[TEXT SHOWN]

Sometimes my brain is frenzied, ideas and inspiration buzzing like the traffic on a just-drenched anthill.
The never-ending birth of characters and the twists and turns of their puppet lives sometimes leaves me exhausted. Spent.
{Falling behind my} self-imposed writing goals and deadlines leaves me knotty inside. Which would be easily remedied, of course, were it not for the insistent here and now.
The here and now beckons constant: bills to pay, the unbalanced checkbook, appointments to schedule, vacations to plan, chores that need doing, ohandthelistgoeson.
And then there is the gravity of my first-and-foremost. My little people. My big one.
Jayce–with his wide ocean eyes–so patient, just needing my focus. Wanting to paint. Exploring the garden. Questioning how to spell his sister’s name. Always wondering something.
The wondering gets me.
The sound of his baby voice–the knowledge that his is the last that will echo here–stops me. Catapults me to the present. Freeze-frames the characters I’m busy puppeteering. There they stay, eager to hear the conflicts I’m planting, the stakes I’ve dreamed up.

[/TEXT SHOWN]

### TASK STATEMENT
List each demand that the reflection on writing names as part of "the insistent here and now." The saved entries that follow have no connection to the reflection on writing above.

[RECORD SET]

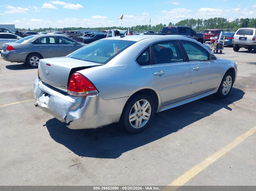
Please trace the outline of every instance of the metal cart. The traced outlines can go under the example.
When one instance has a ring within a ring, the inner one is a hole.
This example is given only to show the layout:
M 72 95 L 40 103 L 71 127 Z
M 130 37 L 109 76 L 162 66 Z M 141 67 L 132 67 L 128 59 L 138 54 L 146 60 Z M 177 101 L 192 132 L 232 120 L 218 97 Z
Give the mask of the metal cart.
M 218 53 L 220 50 L 220 53 L 221 54 L 222 53 L 222 50 L 224 49 L 224 42 L 223 43 L 217 43 L 217 44 L 209 44 L 211 51 L 214 53 L 215 52 Z

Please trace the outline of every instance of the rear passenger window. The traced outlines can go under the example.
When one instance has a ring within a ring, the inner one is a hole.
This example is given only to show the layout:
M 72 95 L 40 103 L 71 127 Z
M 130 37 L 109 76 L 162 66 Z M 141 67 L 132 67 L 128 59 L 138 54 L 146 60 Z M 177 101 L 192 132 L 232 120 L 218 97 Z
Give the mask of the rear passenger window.
M 6 36 L 5 34 L 0 34 L 0 38 L 1 39 L 6 39 Z
M 253 30 L 252 29 L 239 29 L 237 31 L 236 34 L 240 35 L 253 35 Z
M 181 42 L 188 54 L 190 62 L 208 60 L 208 56 L 207 51 L 202 47 L 191 42 Z
M 6 38 L 9 39 L 17 39 L 17 37 L 13 34 L 6 34 Z
M 36 39 L 35 40 L 33 41 L 33 42 L 32 42 L 32 44 L 38 44 L 38 41 L 39 40 L 39 39 Z
M 51 37 L 41 38 L 40 42 L 41 44 L 57 44 L 54 37 Z
M 138 56 L 136 60 L 141 66 L 150 65 L 150 51 L 149 47 L 146 49 Z
M 153 45 L 156 64 L 183 62 L 181 52 L 176 41 L 160 42 Z

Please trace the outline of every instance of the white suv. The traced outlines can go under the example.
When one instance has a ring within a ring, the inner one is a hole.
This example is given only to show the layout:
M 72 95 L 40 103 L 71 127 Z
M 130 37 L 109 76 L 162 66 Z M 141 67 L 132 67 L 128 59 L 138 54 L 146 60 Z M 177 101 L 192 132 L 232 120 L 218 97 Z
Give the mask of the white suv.
M 235 33 L 232 42 L 234 44 L 233 49 L 237 52 L 240 48 L 249 50 L 253 49 L 256 53 L 256 28 L 243 27 L 239 29 Z

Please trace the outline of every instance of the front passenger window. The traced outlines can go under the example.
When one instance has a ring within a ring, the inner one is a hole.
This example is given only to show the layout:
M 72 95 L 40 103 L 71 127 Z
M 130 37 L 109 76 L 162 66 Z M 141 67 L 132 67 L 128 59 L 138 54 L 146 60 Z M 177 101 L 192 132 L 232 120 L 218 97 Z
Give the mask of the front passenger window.
M 192 42 L 181 41 L 190 62 L 203 61 L 208 59 L 207 51 L 199 45 Z

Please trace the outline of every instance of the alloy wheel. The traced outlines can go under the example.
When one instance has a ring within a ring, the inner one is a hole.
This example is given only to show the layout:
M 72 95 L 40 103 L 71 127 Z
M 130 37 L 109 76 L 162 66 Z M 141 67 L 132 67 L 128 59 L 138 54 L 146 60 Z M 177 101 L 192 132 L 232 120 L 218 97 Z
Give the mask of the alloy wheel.
M 222 84 L 222 92 L 224 95 L 225 95 L 228 93 L 232 85 L 232 78 L 230 76 L 228 76 L 223 81 Z
M 137 102 L 130 112 L 129 120 L 134 128 L 139 129 L 144 126 L 148 121 L 151 113 L 150 104 L 145 100 Z
M 39 61 L 40 59 L 37 56 L 32 56 L 29 59 L 29 62 L 30 64 L 34 66 L 38 65 L 39 64 Z

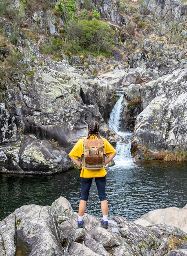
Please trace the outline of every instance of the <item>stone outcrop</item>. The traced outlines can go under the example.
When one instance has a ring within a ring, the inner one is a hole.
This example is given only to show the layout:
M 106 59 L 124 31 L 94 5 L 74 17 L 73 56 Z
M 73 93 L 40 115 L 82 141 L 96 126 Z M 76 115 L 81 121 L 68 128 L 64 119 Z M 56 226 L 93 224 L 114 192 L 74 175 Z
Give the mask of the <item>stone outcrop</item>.
M 0 234 L 1 256 L 66 255 L 58 217 L 50 206 L 29 204 L 16 209 L 0 222 Z
M 149 211 L 134 223 L 143 227 L 163 223 L 179 227 L 187 232 L 187 204 L 183 208 L 171 207 Z
M 83 228 L 78 229 L 78 214 L 71 216 L 68 201 L 61 197 L 55 205 L 57 212 L 62 209 L 69 213 L 60 225 L 53 208 L 35 204 L 22 206 L 0 222 L 1 256 L 23 253 L 30 256 L 187 255 L 187 234 L 178 227 L 164 223 L 145 227 L 113 216 L 105 229 L 100 219 L 85 213 Z M 168 252 L 169 242 L 174 238 L 177 246 Z
M 143 110 L 136 121 L 133 150 L 145 145 L 156 153 L 163 149 L 187 151 L 187 72 L 176 70 L 140 89 Z
M 69 201 L 63 196 L 55 200 L 52 204 L 51 207 L 57 213 L 59 220 L 71 217 L 74 214 Z
M 29 44 L 27 49 L 37 56 L 36 44 Z M 49 58 L 37 67 L 1 95 L 1 172 L 49 174 L 69 169 L 67 153 L 86 136 L 86 121 L 93 119 L 98 120 L 100 135 L 113 145 L 120 138 L 105 121 L 107 84 L 83 79 L 66 60 Z

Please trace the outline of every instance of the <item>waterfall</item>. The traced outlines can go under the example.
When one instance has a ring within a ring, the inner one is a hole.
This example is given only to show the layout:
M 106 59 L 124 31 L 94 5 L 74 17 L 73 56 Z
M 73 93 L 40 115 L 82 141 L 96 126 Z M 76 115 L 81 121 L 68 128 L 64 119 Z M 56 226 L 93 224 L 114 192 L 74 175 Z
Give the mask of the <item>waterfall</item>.
M 117 155 L 115 158 L 115 165 L 114 168 L 128 167 L 134 165 L 134 159 L 131 156 L 131 132 L 121 131 L 121 114 L 123 109 L 122 104 L 124 94 L 118 93 L 118 99 L 110 114 L 108 122 L 109 126 L 123 138 L 123 140 L 118 141 L 116 150 Z

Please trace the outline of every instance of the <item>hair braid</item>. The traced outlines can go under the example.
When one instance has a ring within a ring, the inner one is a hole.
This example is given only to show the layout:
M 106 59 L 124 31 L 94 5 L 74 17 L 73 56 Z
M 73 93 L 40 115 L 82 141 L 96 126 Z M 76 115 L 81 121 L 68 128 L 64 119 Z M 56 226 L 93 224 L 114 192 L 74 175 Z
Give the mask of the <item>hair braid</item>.
M 89 129 L 88 133 L 87 136 L 87 139 L 89 139 L 89 138 L 91 136 L 91 124 L 90 123 L 88 125 L 88 129 Z
M 98 123 L 97 123 L 97 128 L 96 128 L 96 135 L 98 137 L 99 139 L 101 139 L 101 138 L 100 137 L 100 135 L 99 135 L 99 124 Z
M 101 139 L 99 135 L 99 124 L 98 122 L 95 120 L 91 120 L 88 124 L 88 133 L 87 139 L 89 139 L 91 135 L 95 134 L 99 139 Z

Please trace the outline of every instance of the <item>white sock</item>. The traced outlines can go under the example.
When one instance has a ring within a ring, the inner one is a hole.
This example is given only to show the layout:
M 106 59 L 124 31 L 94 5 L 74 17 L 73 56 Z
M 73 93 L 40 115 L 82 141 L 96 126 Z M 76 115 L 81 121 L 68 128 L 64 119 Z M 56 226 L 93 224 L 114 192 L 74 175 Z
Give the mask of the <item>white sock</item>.
M 82 221 L 83 219 L 83 216 L 79 216 L 79 215 L 78 215 L 78 221 Z
M 102 218 L 103 219 L 103 220 L 105 220 L 105 221 L 107 221 L 108 220 L 108 215 L 102 215 Z

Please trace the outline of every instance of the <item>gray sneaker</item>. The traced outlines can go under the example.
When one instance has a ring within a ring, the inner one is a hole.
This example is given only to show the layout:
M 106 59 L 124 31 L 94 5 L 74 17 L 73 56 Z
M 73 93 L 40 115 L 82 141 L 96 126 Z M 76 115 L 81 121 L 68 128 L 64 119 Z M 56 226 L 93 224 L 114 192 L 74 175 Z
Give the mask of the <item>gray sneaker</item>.
M 82 221 L 78 221 L 78 220 L 77 221 L 77 225 L 78 225 L 78 229 L 81 229 L 83 227 L 84 222 L 84 221 L 83 220 L 82 220 Z
M 107 221 L 105 221 L 105 220 L 101 220 L 101 223 L 102 224 L 102 227 L 104 227 L 104 229 L 108 228 L 108 220 L 107 220 Z

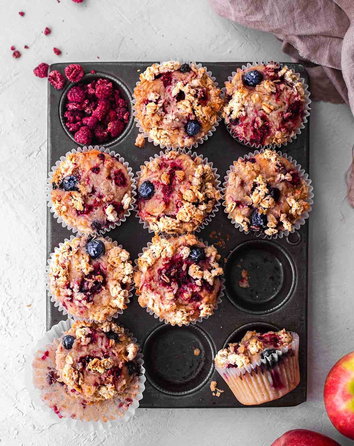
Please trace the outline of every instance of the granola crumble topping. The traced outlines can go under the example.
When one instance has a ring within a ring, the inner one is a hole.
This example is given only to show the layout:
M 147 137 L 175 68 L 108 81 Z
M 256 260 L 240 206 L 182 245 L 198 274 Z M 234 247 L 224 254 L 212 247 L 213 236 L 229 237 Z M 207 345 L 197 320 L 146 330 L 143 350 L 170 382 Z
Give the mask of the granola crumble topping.
M 152 241 L 134 273 L 140 305 L 172 325 L 212 314 L 223 274 L 216 249 L 192 234 L 168 240 L 156 235 Z M 198 260 L 192 256 L 197 252 Z

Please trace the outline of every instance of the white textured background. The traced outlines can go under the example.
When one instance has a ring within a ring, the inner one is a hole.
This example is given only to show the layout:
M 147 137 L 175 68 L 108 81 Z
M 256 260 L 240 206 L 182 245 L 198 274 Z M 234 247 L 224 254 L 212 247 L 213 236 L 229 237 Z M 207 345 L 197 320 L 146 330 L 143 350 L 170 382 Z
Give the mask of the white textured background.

[/RECORD SET]

### ANSWER BELOW
Bills to pay, the unbalanced checkbook, appointments to schedule, vacations to plan, chores that need doing